→ Zu bearbeiten
[1] Erkläre in ein bis drei Sätzen, weshalb Philip Roth, Tom Wolfe und Steve Tesich laut der Besprechung von Mordecai Richlers Roman „Wie Barney es sieht“ nicht zufällig allesamt englischsprachige Autoren sind.
[2] Führe die Besprechung von Mordecai Richlers Roman „Wie Barney es sieht“ im Anschluss an ihren letzten Satz fort.

→ Ausgangstext
= = = = =

Ein Gespräch
mit Mordecai Richler

Mordecai Richler:


Wie Barney es sieht


Roman.
Hanser Verlag, 2000.
475 S.

Ganz im Gegensatz zu landläufigen Meinungen kommen die unterhaltsamsten, witzigsten Bücher dieser Tage eher selten von knackigen jungen Frauen sondern vielmehr von schlaffen alten Männern. Zu nennen wären da Philip Roth, Tom Wolfe oder Steve Tesich: allesamt glänzende Satiriker, die nichts und niemanden schonen, die aber nicht mehr posieren, etwas beweisen müssen. Nicht umsonst wohl auch sind alle Genannten englischsprachige Autoren: Sie kommen aus einer Kultur, in der die Gesellschaftssatire eine große Tradition hat, und in der die Verachtung als gesellschaftliche Grundhaltung nicht so ausgeprägt ist wie beispielsweise in Deutschland oder Frankreich.

So besteht ein entscheidender Unterschied zwischen Brett Easton Ellis einerseits, Michel Houellebecq oder Christian Kracht, sogar Stuckrad-Barre andererseits darin, dass bei letztgenannten echte Verachtung, ja Ekel, ausgelebt wird, während dies bei Ellis in satirischer, man muss sogar sagen, anklagender Absicht demonstriert wird.

Radikale Satire fusst auf einer gewissen, wenngleich grummeligen Sympathie für die Menschen und ihre merkwürdigen Verhaltensweisen, und das schliesst die eigene Person ein. Gefragt ist also eine Mischung aus Distanz und Identifikation mit sich selbst und der Gesellschaft, was darauf hinausläuft, dass dem Gesellschaftssatiriker nichts peinlich sein darf.


Und peinlich ist Barney, der in Mordecai Richlers Buch im Angesicht drohenden Alzheimers seine Lebensbeichte ablegt, nun wirklich kaum etwas. Nicht seine äusserst kleinbürgerliche Herkunft aus dem jüdischen Einwanderer Milieu in Montreal, nicht seine mangelnde schulische Ausbildung. Auch seine Stellung als Mitläufer im Pariser Künstlermilieu der 50iger Jahre verschweigt Barney nicht, ebenso wenig wie Tatsache, dass er später zu Wohlstand kommt durch die Produktion von grauenhaft schlechten Fernsehserien. Nicht mal mit seinen zunehmenden Problemen mit Gedächtnis oder Blase hält er hinterm Berg.

Dabei ist Barney ein Aufschneider, er flunkert, er weicht aus, schweift ab, wo es nur geht oder eben auch nicht geht, er schmückt sich mit fremden Federn, er schmäht, beleidigt, fälscht, was das Zeug hält. Und er ist grenzenlos sentimental, denn nach zwei gescheiterten Ehen hat ihn auch Miriam, Frau seines Lebens, mit der er drei Kinder hat, verlassen.

= = = = =

→ Ausgewählte Einträge
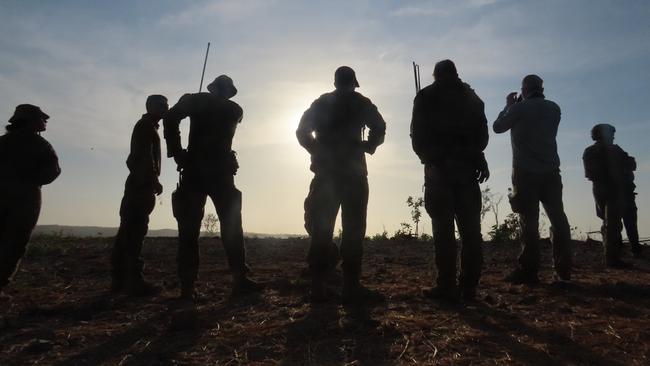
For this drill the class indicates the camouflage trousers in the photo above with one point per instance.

= = = = =

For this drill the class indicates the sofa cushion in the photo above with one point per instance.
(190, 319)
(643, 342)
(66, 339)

= = = = =

→ Lösungen je Aufgabe
[1] Sie stammen aus einer Kultur, in der die Gesellschaftssatire eine große Tradition hat. Zudem ist dort die Verachtung als gesellschaftliche Grundhaltung weniger ausgeprägt als etwa in Deutschland oder Frankreich.

[2]
Mordecai Richler, geb. 1931 in Montreal, gilt in Kanada längst als einer der ganz Großen. In Deutschland hat er den Durchbruch noch nicht geschafft. Sein letzter Roman, "Solomon Gursky", wurde nur mässig beachtet. Auch diesem Buch wird wohl der ganz grosse Erfolg verwehrt bleiben.

Das, was man in Deutschland gemeinhin mit Kanada verbindet, findet bei Richler kaum statt. Er ist ein Großstädter, fast schon ein Kosmopolit. Wie sein Held Barney verbrachte Richler einige Jahre in Paris und überwintert heute regelmässig in London. Das weite Land, das Leben in der rauhen Natur taugt in diesem Roman nur als Hintergrund für eine ziemlich grimmige Pointe zu der Frage, die Barney ununterbrochen beschäftigt: Ist er ein Mörder? Hat er seinen besten Freund umgebracht, wie die meisten Menschen glauben?

Barney selbst kann diese Frage nicht mehr klären, sowenig, wie er seinen Lebensbericht vollenden kann: Er verfällt vorher der Alzheimerschen Krankheit, sein Gedächtnis, mit dem er schon den Bericht hindurch zu kämpfen hat, verlässt in vollends. Mit einem Nachwort und vielen Korrekturen in Fussnoten versehen ist der Bericht von seinem Sohn. Diese Korrekturen allerdings beziehen sich immer nur auf nachprüfbare Fakten und Daten. Das Skelett der Geschichte, die Geschichten seines Lebens hingegen lassen sich weder veri- noch falsifizieren. Ihr Wahrheitsgehalt steht und fällt mit den Gedächtnissen der daran Beteiligten.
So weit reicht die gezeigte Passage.